* [PROMPT]
Each line of the data below should be repeated exactly.

Records from a data source:
------------------------------------------------

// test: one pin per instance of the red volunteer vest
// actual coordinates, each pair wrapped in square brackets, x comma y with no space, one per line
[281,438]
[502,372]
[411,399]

------------------------------------------------

* [EXERCISE RESULT]
// test: one pin per instance of the red volunteer vest
// actual coordinates, each pair wrapped in square brackets, x comma y with no space, one per line
[281,438]
[502,372]
[411,399]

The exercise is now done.